Starting at the line with "Target: black shoe" in it, reproduce each line below through the last one, exactly, and include nothing else.

▸ **DATA RECORDS**
---
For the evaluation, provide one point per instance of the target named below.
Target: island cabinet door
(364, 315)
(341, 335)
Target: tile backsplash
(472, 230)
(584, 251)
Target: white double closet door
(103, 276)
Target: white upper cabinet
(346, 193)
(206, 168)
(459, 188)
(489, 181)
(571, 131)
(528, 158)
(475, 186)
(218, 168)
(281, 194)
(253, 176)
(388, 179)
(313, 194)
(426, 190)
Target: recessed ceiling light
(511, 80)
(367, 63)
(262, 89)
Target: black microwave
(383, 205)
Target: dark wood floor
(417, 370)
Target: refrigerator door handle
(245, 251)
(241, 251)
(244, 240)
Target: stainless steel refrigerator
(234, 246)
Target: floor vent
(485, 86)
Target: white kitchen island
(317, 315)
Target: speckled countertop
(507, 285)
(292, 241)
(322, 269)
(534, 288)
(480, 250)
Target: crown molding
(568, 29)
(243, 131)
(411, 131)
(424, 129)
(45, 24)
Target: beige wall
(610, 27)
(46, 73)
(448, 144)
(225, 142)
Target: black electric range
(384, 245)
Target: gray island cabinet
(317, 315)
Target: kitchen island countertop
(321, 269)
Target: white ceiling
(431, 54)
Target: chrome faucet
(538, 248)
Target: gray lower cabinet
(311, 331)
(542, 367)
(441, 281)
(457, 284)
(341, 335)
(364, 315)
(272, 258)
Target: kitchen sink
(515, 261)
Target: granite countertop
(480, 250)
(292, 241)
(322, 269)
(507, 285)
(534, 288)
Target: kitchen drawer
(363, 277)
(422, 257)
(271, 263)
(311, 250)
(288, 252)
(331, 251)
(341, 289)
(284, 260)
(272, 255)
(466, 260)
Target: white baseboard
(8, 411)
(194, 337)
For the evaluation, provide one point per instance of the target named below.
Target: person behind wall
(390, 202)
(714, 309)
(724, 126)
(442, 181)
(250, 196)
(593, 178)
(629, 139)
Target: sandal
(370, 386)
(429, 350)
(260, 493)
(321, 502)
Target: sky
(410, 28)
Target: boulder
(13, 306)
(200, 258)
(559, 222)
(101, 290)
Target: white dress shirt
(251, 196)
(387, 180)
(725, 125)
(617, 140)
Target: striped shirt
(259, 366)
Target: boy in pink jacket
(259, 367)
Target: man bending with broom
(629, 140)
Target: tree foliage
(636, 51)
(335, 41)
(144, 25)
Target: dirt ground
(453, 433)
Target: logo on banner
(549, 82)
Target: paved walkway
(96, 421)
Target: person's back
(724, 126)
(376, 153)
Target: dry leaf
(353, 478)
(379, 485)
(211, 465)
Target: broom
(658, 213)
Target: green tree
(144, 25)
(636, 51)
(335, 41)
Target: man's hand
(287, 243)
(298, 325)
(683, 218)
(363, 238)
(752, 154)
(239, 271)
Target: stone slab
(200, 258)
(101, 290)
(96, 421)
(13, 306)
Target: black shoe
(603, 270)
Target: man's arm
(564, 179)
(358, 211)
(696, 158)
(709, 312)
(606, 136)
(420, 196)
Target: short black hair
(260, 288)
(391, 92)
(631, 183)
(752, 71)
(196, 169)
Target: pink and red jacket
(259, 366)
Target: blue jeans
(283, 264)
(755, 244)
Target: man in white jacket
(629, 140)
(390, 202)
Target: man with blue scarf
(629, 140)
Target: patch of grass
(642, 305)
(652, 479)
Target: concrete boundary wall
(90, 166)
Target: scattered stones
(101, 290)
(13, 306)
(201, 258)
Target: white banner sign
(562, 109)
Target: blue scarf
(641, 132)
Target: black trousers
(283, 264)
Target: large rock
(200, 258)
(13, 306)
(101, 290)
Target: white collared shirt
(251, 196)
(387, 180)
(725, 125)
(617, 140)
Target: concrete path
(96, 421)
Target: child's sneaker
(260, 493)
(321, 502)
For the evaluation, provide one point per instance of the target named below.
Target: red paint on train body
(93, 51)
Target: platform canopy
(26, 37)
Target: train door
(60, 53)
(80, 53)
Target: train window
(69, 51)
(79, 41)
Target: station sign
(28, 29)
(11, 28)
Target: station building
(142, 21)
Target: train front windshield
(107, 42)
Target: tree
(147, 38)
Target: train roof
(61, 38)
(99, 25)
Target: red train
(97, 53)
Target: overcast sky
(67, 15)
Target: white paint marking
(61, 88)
---
▸ **RIGHT ANSWER**
Target: black shoe
(603, 270)
Target: man's arm
(564, 179)
(358, 211)
(696, 158)
(709, 312)
(606, 136)
(420, 196)
Target: short black hair
(260, 288)
(391, 92)
(631, 183)
(752, 71)
(196, 169)
Target: pink and red jacket
(259, 366)
Target: blue jeans
(283, 264)
(755, 244)
Target: man in white jacket
(629, 140)
(390, 202)
Target: man with blue scarf
(629, 140)
Target: patch of grass
(642, 305)
(652, 479)
Target: concrete boundary wall
(90, 166)
Target: scattered stones
(101, 290)
(13, 306)
(201, 258)
Target: white banner sign
(562, 109)
Target: blue scarf
(641, 132)
Target: black trousers
(283, 264)
Target: large rock
(200, 258)
(13, 306)
(101, 290)
Target: white collared shirt
(251, 196)
(387, 180)
(725, 125)
(617, 140)
Target: concrete path
(96, 421)
Target: child's sneaker
(260, 493)
(321, 502)
For the evaluation, provide one point per instance of the target named below.
Target: red paint on train body
(93, 51)
Target: platform canopy
(26, 37)
Target: train door
(60, 53)
(80, 53)
Target: train window
(69, 51)
(79, 41)
Target: station sign
(28, 29)
(11, 28)
Target: station building
(142, 21)
Target: train front windshield
(107, 42)
Target: tree
(147, 38)
Target: train roof
(61, 38)
(99, 25)
Target: red train
(97, 53)
Target: overcast sky
(67, 15)
Target: white paint marking
(61, 88)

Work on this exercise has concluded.